Extrait du document:
La Turquie est proche de l’Europe, c’est-à-dire qu’elle est sur le point d’entrer dans l’Union Européenne : je ne discute pas cette situation, je me contente d’en prendre acte, car ce n’est pas l’objet de la présente note.
En effet, la Turquie connaît une actualité qui, sur le plan politique comme géopolitique, n’est pas anodine. Ainsi, dans une indifférence totale de la presse française, a eu lieu un référendum portant sur le mode de désignation du président de la République : désormais le chef de l’Etat sera élu sur le modèle français au suffrage universel direct, élu pour cinq ans, renouvelable une fois. C’est le moyen, intelligent, qu’ont trouvé les « ex-islamistes » (c’est ainsi qu’ils sont qualifiés par « Le Monde ») de l’AKP, parti au pouvoir, pour contourner les obstacles posés par l’armée et les kemalistes, inquiets de la poussée des « confessionnels » et de leur volonté d’en finir avec l’ancien ordre laïque établi par le fondateur de la Turquie moderne sur le modèle de la IIIe République française (modèle d’ailleurs fort critiquable). L’évolution vers la modération des « ex-islamistes », conjuguée à la volonté d’intégrer dans de bonnes conditions l’Union Européenne, se poursuivra-t-elle ou, grisés par leurs succès électoraux et économiques, auront-ils tendance à « retrouver leurs fondamentaux », ce qui poserait de multiples problèmes à l’équilibre même de l’Union Européenne ? Ne préjugeons pas de l’avenir qui n’est jamais vraiment écrit avant que d’avoir lieu, même si cela n’empêche pas la prospective et la prudence, voire l’espérance selon les cas… Mais suivons cette actualité intérieure turque avec attention, car la Turquie n’est pas un « détail », elle est une puissance majeure de la Méditerranée, héritière de l’empire ottoman dont les rois de France se sont toujours préoccupés, sans aversion aucune dans la plupart des cas.

Consigne 1: Modifiez les lignes du relevé, depuis la toute première jusqu'à celle qui contient « 120L187 131L181 157L148 » incluse, en y remplaçant « Provide the outline » par « Give the outline ». Reproduisez uniquement ces lignes, sans les images.

Relevé:
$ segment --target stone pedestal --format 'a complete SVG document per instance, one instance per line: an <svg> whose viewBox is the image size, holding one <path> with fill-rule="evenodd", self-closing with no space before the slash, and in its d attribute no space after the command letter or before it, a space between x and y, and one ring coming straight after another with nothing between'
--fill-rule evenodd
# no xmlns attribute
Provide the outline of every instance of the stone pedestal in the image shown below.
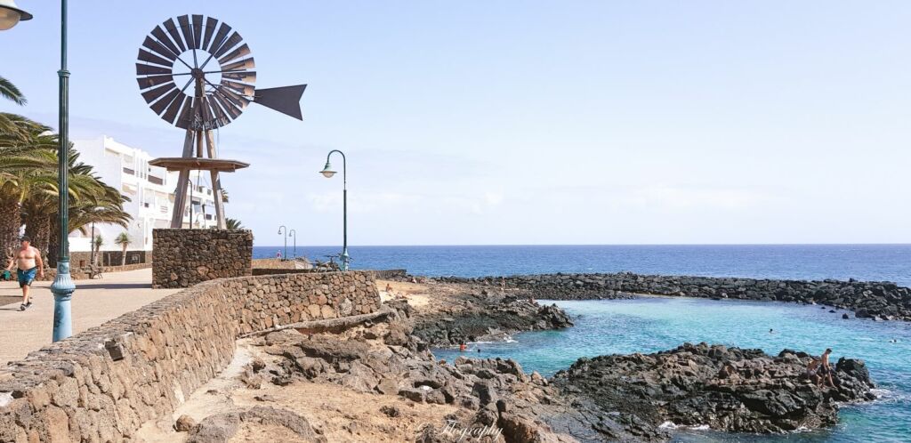
<svg viewBox="0 0 911 443"><path fill-rule="evenodd" d="M226 229L152 231L152 287L186 288L252 274L253 232Z"/></svg>

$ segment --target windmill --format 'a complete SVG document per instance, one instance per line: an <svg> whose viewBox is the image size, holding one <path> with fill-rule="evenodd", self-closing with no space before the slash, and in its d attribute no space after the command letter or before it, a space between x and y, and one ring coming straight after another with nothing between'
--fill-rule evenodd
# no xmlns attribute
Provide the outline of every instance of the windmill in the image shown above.
<svg viewBox="0 0 911 443"><path fill-rule="evenodd" d="M163 120L187 131L181 157L148 162L179 172L171 228L183 224L190 170L210 171L218 227L227 226L219 173L250 165L219 159L212 129L236 119L250 103L303 119L300 101L307 85L257 89L251 54L237 31L200 15L169 18L142 42L136 64L142 98Z"/></svg>

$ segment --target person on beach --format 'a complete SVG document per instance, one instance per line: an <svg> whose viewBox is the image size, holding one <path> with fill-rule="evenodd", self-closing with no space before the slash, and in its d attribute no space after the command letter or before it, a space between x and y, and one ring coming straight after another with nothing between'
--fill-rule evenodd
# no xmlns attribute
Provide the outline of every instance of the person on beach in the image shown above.
<svg viewBox="0 0 911 443"><path fill-rule="evenodd" d="M45 276L45 263L41 260L41 252L32 247L31 239L23 236L19 239L20 248L14 253L13 258L6 265L6 271L13 269L13 264L16 265L15 274L19 279L19 287L22 288L22 304L20 311L25 311L32 307L32 301L28 298L28 291L35 281L35 275Z"/></svg>
<svg viewBox="0 0 911 443"><path fill-rule="evenodd" d="M828 382L828 385L832 387L835 387L835 382L832 380L832 365L829 363L829 355L832 354L832 348L828 347L825 352L823 353L823 356L820 359L819 367L819 377L824 383Z"/></svg>

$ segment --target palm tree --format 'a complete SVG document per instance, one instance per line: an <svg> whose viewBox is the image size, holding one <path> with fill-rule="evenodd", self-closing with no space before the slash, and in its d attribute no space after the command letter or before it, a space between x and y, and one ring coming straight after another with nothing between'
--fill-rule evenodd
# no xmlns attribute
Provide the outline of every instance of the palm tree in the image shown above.
<svg viewBox="0 0 911 443"><path fill-rule="evenodd" d="M95 263L92 263L96 266L98 265L98 251L101 250L101 246L104 246L105 239L101 237L101 234L97 234L92 239L92 247L95 248Z"/></svg>
<svg viewBox="0 0 911 443"><path fill-rule="evenodd" d="M124 266L127 264L127 246L129 246L130 242L133 239L129 238L129 234L127 232L120 232L119 235L114 239L114 244L119 244L123 248L123 253L120 254L120 265Z"/></svg>
<svg viewBox="0 0 911 443"><path fill-rule="evenodd" d="M47 127L22 116L0 114L14 122L13 132L0 125L0 252L15 248L22 226L22 203L46 180L41 172L56 166L56 136ZM25 135L24 135L25 134Z"/></svg>
<svg viewBox="0 0 911 443"><path fill-rule="evenodd" d="M58 232L57 138L46 126L21 116L4 114L16 127L15 132L0 128L0 252L15 247L19 228L47 256L56 261ZM21 134L26 134L23 138ZM85 233L92 222L126 227L129 214L123 203L129 199L97 177L91 166L78 161L79 154L69 147L70 211L67 234Z"/></svg>

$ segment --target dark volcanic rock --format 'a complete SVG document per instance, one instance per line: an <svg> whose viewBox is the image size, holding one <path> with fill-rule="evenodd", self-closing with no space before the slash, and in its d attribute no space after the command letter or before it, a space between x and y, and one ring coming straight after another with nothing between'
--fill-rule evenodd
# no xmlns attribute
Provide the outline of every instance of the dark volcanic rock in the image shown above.
<svg viewBox="0 0 911 443"><path fill-rule="evenodd" d="M837 422L835 402L873 398L863 361L842 358L837 387L821 388L804 376L812 358L790 350L771 356L759 349L685 344L657 354L581 358L552 383L652 426L670 421L735 432L829 427Z"/></svg>
<svg viewBox="0 0 911 443"><path fill-rule="evenodd" d="M485 291L484 293L486 293ZM561 329L573 325L556 304L493 294L466 294L443 312L416 318L415 335L435 346L481 340L505 340L521 331Z"/></svg>

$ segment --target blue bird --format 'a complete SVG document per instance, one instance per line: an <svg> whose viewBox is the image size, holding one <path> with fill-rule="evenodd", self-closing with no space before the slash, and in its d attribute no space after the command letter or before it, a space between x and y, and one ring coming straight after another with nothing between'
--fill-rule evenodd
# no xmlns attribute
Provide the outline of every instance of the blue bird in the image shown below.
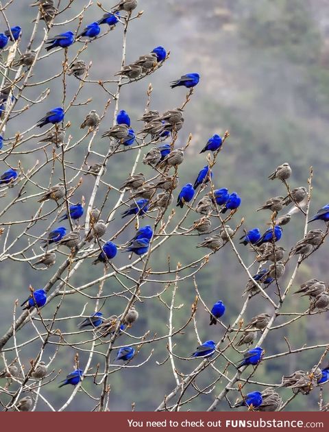
<svg viewBox="0 0 329 432"><path fill-rule="evenodd" d="M274 229L269 228L264 232L260 239L256 243L256 246L263 245L263 243L270 243L273 241L273 235L274 233L274 241L278 241L282 235L282 228L279 225L276 225Z"/></svg>
<svg viewBox="0 0 329 432"><path fill-rule="evenodd" d="M184 202L190 202L194 196L194 192L192 183L187 183L183 186L177 199L177 207L182 208Z"/></svg>
<svg viewBox="0 0 329 432"><path fill-rule="evenodd" d="M73 32L65 32L47 39L46 43L51 44L49 47L46 47L47 51L50 51L53 48L60 47L61 48L67 48L74 42L74 33Z"/></svg>
<svg viewBox="0 0 329 432"><path fill-rule="evenodd" d="M208 140L207 143L201 150L200 153L204 153L204 152L216 152L218 150L223 143L221 137L217 134L212 135L211 138Z"/></svg>
<svg viewBox="0 0 329 432"><path fill-rule="evenodd" d="M66 228L64 226L60 226L53 230L49 233L47 239L44 240L45 245L43 248L45 248L46 245L51 245L52 243L58 243L60 240L62 240L66 233Z"/></svg>
<svg viewBox="0 0 329 432"><path fill-rule="evenodd" d="M0 176L0 184L3 183L12 183L18 177L18 174L14 169L10 168Z"/></svg>
<svg viewBox="0 0 329 432"><path fill-rule="evenodd" d="M156 47L151 52L156 54L156 60L158 60L158 62L163 62L163 60L166 58L167 52L163 47Z"/></svg>
<svg viewBox="0 0 329 432"><path fill-rule="evenodd" d="M80 219L80 217L84 214L84 208L82 207L82 204L78 202L76 204L73 204L69 207L71 219L73 220L76 220L77 219ZM58 219L58 221L64 221L64 219L68 219L67 213L65 213L62 217Z"/></svg>
<svg viewBox="0 0 329 432"><path fill-rule="evenodd" d="M242 237L240 237L240 240L243 240L240 241L241 243L245 245L247 245L250 243L252 245L254 245L261 237L260 231L258 228L253 228L252 230L249 230L245 235L243 235Z"/></svg>
<svg viewBox="0 0 329 432"><path fill-rule="evenodd" d="M149 250L149 240L148 239L138 239L138 240L134 240L132 244L122 252L132 252L136 255L144 255Z"/></svg>
<svg viewBox="0 0 329 432"><path fill-rule="evenodd" d="M134 144L136 140L135 132L134 129L128 129L128 135L123 139L125 141L121 143L121 144L123 144L123 145L132 145L132 144Z"/></svg>
<svg viewBox="0 0 329 432"><path fill-rule="evenodd" d="M313 217L308 221L308 224L313 221L324 221L325 222L329 221L329 204L326 204L322 208L320 208L315 216L313 216Z"/></svg>
<svg viewBox="0 0 329 432"><path fill-rule="evenodd" d="M99 24L108 24L110 27L115 25L121 18L119 12L108 12L103 15L103 18L97 21Z"/></svg>
<svg viewBox="0 0 329 432"><path fill-rule="evenodd" d="M169 154L169 153L171 152L171 147L170 146L170 144L162 144L162 145L159 145L158 148L161 153L161 159L160 162L162 162L166 156Z"/></svg>
<svg viewBox="0 0 329 432"><path fill-rule="evenodd" d="M236 192L232 192L220 213L226 213L228 210L235 210L241 204L241 198Z"/></svg>
<svg viewBox="0 0 329 432"><path fill-rule="evenodd" d="M243 355L243 359L236 366L236 369L240 369L242 366L249 366L249 365L256 366L261 361L263 354L264 350L260 346L249 350Z"/></svg>
<svg viewBox="0 0 329 432"><path fill-rule="evenodd" d="M98 327L103 322L103 313L101 312L95 312L93 315L90 315L90 317L86 318L82 321L80 324L77 324L77 327L79 328L83 328L84 327Z"/></svg>
<svg viewBox="0 0 329 432"><path fill-rule="evenodd" d="M210 325L217 324L217 318L220 318L225 313L225 305L221 300L216 302L210 311Z"/></svg>
<svg viewBox="0 0 329 432"><path fill-rule="evenodd" d="M78 384L82 378L83 371L81 369L76 369L73 372L67 375L66 379L62 381L62 384L58 386L58 388L66 385L66 384L71 384L72 385L76 385Z"/></svg>
<svg viewBox="0 0 329 432"><path fill-rule="evenodd" d="M48 111L46 115L38 121L36 125L42 128L49 123L53 125L60 123L63 120L64 115L65 112L63 108L61 106L58 106Z"/></svg>
<svg viewBox="0 0 329 432"><path fill-rule="evenodd" d="M202 184L202 183L208 183L209 181L209 176L210 178L212 178L212 173L210 171L210 169L207 165L202 168L199 174L197 175L197 180L194 182L194 189L196 189L198 186Z"/></svg>
<svg viewBox="0 0 329 432"><path fill-rule="evenodd" d="M199 345L194 352L190 355L191 357L210 357L216 350L216 344L214 341L206 341Z"/></svg>
<svg viewBox="0 0 329 432"><path fill-rule="evenodd" d="M117 123L118 125L127 125L128 127L130 126L130 117L125 111L125 110L121 110L118 112L117 116Z"/></svg>
<svg viewBox="0 0 329 432"><path fill-rule="evenodd" d="M8 38L4 33L0 33L0 49L2 49L8 43Z"/></svg>
<svg viewBox="0 0 329 432"><path fill-rule="evenodd" d="M143 217L148 210L149 200L143 198L132 204L127 210L121 213L121 215L123 218L130 215L138 215Z"/></svg>
<svg viewBox="0 0 329 432"><path fill-rule="evenodd" d="M124 346L119 350L115 361L118 361L118 360L128 361L128 360L131 360L134 355L135 350L132 346Z"/></svg>
<svg viewBox="0 0 329 432"><path fill-rule="evenodd" d="M191 88L195 87L200 80L200 75L199 73L186 73L183 75L179 80L172 81L171 83L171 88L175 87L180 87L184 86L186 88Z"/></svg>
<svg viewBox="0 0 329 432"><path fill-rule="evenodd" d="M101 248L101 252L99 254L97 259L93 262L94 265L96 265L98 263L107 263L108 260L112 259L117 255L117 245L112 241L106 241Z"/></svg>
<svg viewBox="0 0 329 432"><path fill-rule="evenodd" d="M47 294L45 289L36 289L33 292L33 294L31 293L29 297L26 299L25 302L21 304L21 306L24 306L25 303L27 304L25 307L23 308L23 310L30 309L32 307L37 306L38 307L42 307L45 306L47 302Z"/></svg>
<svg viewBox="0 0 329 432"><path fill-rule="evenodd" d="M325 369L322 369L321 370L322 374L320 378L317 380L317 384L324 384L325 383L328 383L329 381L329 370L326 368Z"/></svg>
<svg viewBox="0 0 329 432"><path fill-rule="evenodd" d="M78 38L95 38L101 32L101 27L97 22L88 24L82 32L77 36ZM71 44L70 44L71 45Z"/></svg>
<svg viewBox="0 0 329 432"><path fill-rule="evenodd" d="M214 191L214 197L217 206L222 206L226 204L230 197L228 189L226 187L222 187L221 189L215 189Z"/></svg>
<svg viewBox="0 0 329 432"><path fill-rule="evenodd" d="M262 403L263 396L260 392L252 392L245 395L243 400L238 402L235 405L233 405L233 408L237 408L238 407L252 407L252 405L253 408L258 408Z"/></svg>
<svg viewBox="0 0 329 432"><path fill-rule="evenodd" d="M147 239L147 240L151 240L153 235L152 228L149 225L145 225L145 226L142 226L137 230L134 237L128 242L128 245L132 244L134 240L139 240L140 239Z"/></svg>
<svg viewBox="0 0 329 432"><path fill-rule="evenodd" d="M10 40L12 40L12 38L14 38L14 40L17 40L19 36L22 34L22 29L19 27L19 25L15 25L15 27L10 27L10 30L12 32L12 34L10 34L10 32L9 30L6 30L5 32L5 36L8 36Z"/></svg>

Consigne 2: D'après l'extrait sur la Turquie, pour quelle durée le chef de l'État sera-t-il désormais élu ?

Solution proposée 1:
$ segment --target stone pedestal --format 'a complete SVG document per instance, one instance per line: an <svg> whose viewBox is the image size, holding one <path> with fill-rule="evenodd", self-closing with no space before the slash, and in its d attribute no space after the command letter or before it, a space between x and y, and one ring coming straight after another with nothing between'
--fill-rule evenodd
# no xmlns attribute
Give the outline of every instance of the stone pedestal in the image shown below.
<svg viewBox="0 0 911 443"><path fill-rule="evenodd" d="M226 229L152 231L152 287L186 288L252 274L253 232Z"/></svg>

$ segment --target windmill --format 'a complete SVG document per instance, one instance per line: an <svg> whose viewBox is the image size, holding one <path> with fill-rule="evenodd", self-closing with no space before the slash, and in its d attribute no space after the command letter or before it, a space between x and y, and one ring coming straight after another with nothing between'
--fill-rule evenodd
# no xmlns attribute
Give the outline of every instance of the windmill in the image shown above.
<svg viewBox="0 0 911 443"><path fill-rule="evenodd" d="M163 120L187 131L181 157L148 162L179 172L171 228L183 224L190 170L210 171L218 227L227 226L219 173L250 165L219 159L212 129L236 119L250 103L303 119L300 101L307 85L257 89L251 54L237 31L200 15L169 18L142 42L136 64L142 98Z"/></svg>

Solution proposée 2: Pour cinq ans, renouvelable une fois.